> Aim of the exercise: All entries must be repeated exactly. No picture should appear in the result.

————————

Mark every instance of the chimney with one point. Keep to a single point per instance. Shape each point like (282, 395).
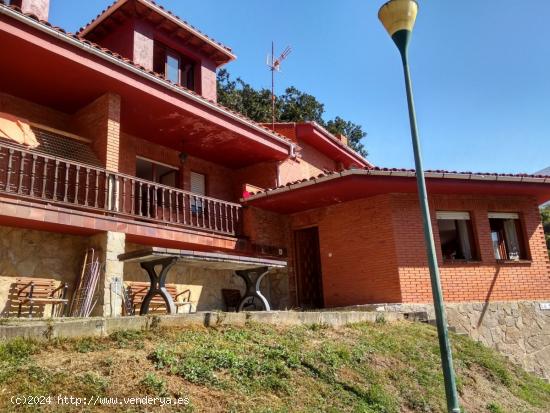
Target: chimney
(342, 138)
(40, 8)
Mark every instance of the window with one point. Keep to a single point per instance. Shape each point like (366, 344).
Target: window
(456, 236)
(198, 186)
(153, 172)
(507, 237)
(156, 172)
(174, 66)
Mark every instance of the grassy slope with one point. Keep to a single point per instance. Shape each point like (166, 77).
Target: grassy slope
(360, 368)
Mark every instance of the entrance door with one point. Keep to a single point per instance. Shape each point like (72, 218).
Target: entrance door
(308, 268)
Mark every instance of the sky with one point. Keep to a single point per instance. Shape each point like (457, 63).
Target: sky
(481, 71)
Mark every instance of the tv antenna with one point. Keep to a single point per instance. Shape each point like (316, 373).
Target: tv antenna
(274, 65)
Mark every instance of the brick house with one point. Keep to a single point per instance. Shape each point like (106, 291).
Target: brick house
(132, 152)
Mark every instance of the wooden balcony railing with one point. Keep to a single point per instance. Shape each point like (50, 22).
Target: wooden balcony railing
(43, 178)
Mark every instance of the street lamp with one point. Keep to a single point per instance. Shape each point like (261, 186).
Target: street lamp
(398, 17)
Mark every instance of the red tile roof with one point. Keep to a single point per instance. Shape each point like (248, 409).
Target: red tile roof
(167, 82)
(182, 22)
(402, 172)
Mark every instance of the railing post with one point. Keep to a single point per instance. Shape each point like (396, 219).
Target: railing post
(33, 172)
(44, 177)
(21, 172)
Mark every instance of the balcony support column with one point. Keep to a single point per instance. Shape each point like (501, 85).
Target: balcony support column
(109, 245)
(100, 122)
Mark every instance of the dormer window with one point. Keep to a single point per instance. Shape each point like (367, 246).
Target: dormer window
(176, 67)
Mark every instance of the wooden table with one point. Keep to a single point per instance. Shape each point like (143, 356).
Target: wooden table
(251, 269)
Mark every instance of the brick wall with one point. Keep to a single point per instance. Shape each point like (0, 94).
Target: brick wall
(262, 175)
(357, 251)
(373, 251)
(100, 122)
(485, 280)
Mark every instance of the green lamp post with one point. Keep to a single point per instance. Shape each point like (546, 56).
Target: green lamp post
(398, 17)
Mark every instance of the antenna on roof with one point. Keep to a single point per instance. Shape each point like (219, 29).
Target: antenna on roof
(274, 65)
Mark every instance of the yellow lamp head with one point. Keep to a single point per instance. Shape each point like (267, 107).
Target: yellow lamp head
(398, 17)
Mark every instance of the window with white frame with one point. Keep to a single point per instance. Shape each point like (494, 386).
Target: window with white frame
(456, 236)
(507, 236)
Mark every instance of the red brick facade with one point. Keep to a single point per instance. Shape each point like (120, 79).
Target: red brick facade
(372, 249)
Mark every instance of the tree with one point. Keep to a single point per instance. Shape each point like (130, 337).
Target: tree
(297, 106)
(292, 106)
(545, 214)
(353, 131)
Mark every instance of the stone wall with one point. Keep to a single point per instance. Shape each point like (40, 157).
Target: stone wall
(520, 330)
(39, 254)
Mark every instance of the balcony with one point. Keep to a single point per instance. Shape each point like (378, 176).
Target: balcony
(45, 179)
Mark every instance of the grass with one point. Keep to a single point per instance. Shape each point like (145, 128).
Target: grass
(371, 368)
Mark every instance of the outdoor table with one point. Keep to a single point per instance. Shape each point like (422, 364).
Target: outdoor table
(251, 269)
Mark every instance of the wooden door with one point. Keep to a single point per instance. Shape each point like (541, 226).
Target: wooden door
(308, 268)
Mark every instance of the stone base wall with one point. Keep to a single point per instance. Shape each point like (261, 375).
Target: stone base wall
(38, 254)
(520, 330)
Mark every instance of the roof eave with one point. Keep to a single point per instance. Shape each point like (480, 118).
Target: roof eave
(50, 30)
(111, 9)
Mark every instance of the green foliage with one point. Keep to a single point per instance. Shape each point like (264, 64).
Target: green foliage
(154, 385)
(367, 367)
(127, 338)
(494, 408)
(87, 344)
(292, 106)
(96, 383)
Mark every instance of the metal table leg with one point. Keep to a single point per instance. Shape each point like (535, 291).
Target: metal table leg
(158, 284)
(253, 279)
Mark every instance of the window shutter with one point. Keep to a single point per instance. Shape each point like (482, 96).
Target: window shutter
(453, 215)
(504, 215)
(198, 183)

————————

> Answer to this exercise:
Mark every instance of the chimney with one point. Keep to a single point per instance. Shape each point like (282, 395).
Target: chimney
(342, 138)
(40, 8)
Mark every instance of the window with one point. Keep to a single point per instance. Shape each point like (366, 344).
Target: window
(456, 236)
(198, 186)
(153, 172)
(507, 237)
(156, 172)
(174, 66)
Mark every instance of the grassy slope with one point. Keep to a single point per instance. Shape each point like (166, 77).
Target: grassy slope
(360, 368)
Mark every instance of the entrance door with one point. Keep to a single point per instance. Shape each point like (72, 218).
Target: entrance door
(308, 268)
Mark every instance of the sky with one point. Keep to a single point per instance. Shape each point like (457, 63).
Target: sky
(481, 71)
Mark every instance of the tv antenna with one point. Keep to a single point per instance. Shape each point like (316, 373).
Target: tv antenna
(274, 65)
Mark every instance of the brick house with one point. Keep to a single point per instance. Shape each point like (106, 291).
Target: brick house
(132, 152)
Mark every instance of the wooden balcony railing with one point. Keep to a single point per instance. Shape each point like (50, 22).
Target: wooden balcony railing
(43, 178)
Mark every instance of the street lamp with one point. Keep to a single point per instance. Shape each point like (261, 186).
Target: street lamp
(398, 17)
Mark every instance of the red tile roof with one point. Keep to a single point per instance. Shape each point like (248, 409).
Target: red tile roof
(167, 82)
(182, 22)
(402, 172)
Mark every instance of the railing post with one point. Keep to a single point per instance. Shape each point like (396, 219).
Target: railing post
(33, 172)
(44, 177)
(21, 172)
Mark every instance of the balcony support column with one point. Keep to a single point per instance. Shape each point like (501, 85).
Target: balcony support column
(109, 245)
(100, 122)
Mark every instance of the dormer window with one point. Keep to a single point per instance. Shape each point like (367, 246).
Target: dormer window
(176, 67)
Mark every instance of the wooden table with one point. Keep to a single point per instance. Shape each point like (143, 356).
Target: wooden table
(251, 269)
Mark every instance of the brick wall with one point. Keep to a single point per instance. Shape each point like (0, 94).
Target: brick wall
(262, 175)
(357, 251)
(373, 251)
(100, 122)
(485, 280)
Mark every instance of the green lamp post with one point. Keep to a single point per instance. Shape each point like (546, 56).
Target: green lamp post
(398, 17)
Mark every instance of the antenna on roof with one point. Keep to a single point per instance. Shape each point like (219, 29).
Target: antenna on roof
(274, 65)
Mark every instance of the yellow lamp head with one point. Keep to a single point per instance. Shape each point like (267, 107).
Target: yellow lamp head
(398, 17)
Mark every instance of the window with white frame with one point. Keep to a single point per instance. Shape each point like (494, 386).
Target: window with white frame
(456, 236)
(507, 236)
Mark every instance of the red brick facade with one point. Keep to a single point per instance. Shape each point like (120, 79).
Target: red brick facade
(372, 249)
Mark every instance of the tree with one point. Keep to a single point per instance. Shape each point like (130, 337).
Target: tree
(297, 106)
(292, 106)
(545, 214)
(353, 131)
Mark every instance of the stone wall with one point. Keep to a single point per instance. Shape each point like (40, 157).
Target: stone wall
(520, 330)
(39, 254)
Mark every instance of the balcony with one point. Keep to a single point per instance. Shape each point like (378, 176).
Target: balcony
(45, 179)
Mark every instance of the grass with one point. Keep to a single point per instance. Shape each point like (145, 128).
Target: grass
(371, 368)
Mark every instance of the outdoor table with one point. Keep to a single point per instance. Shape each point like (422, 364).
Target: outdoor table
(251, 269)
Mark every instance of the wooden door with one point. Keep to a single point per instance. Shape each point like (541, 226).
Target: wooden door
(308, 268)
Mark every instance of the stone base wall with one point. Keep to a single point per instance. Shape each point like (261, 375).
Target: stone base wall
(38, 254)
(520, 330)
Mark every instance of the roof eave with one point. Keep to a single point per instance. Shape each point like (480, 118).
Target: roof eave
(50, 30)
(111, 9)
Mark every instance of the green foliage with one point. Keep to a single point per instance. Shape each point like (264, 64).
Target: green foliage
(154, 385)
(367, 367)
(127, 338)
(494, 408)
(87, 344)
(292, 106)
(96, 383)
Mark every instance of the metal table leg with one point. Keep to a single point per instance. Shape each point like (535, 291).
Target: metal table leg
(158, 284)
(253, 279)
Mark every instance of the window shutter with one point. Keep to a single point per instance. Shape each point like (482, 96).
Target: window shutter
(453, 215)
(504, 215)
(198, 183)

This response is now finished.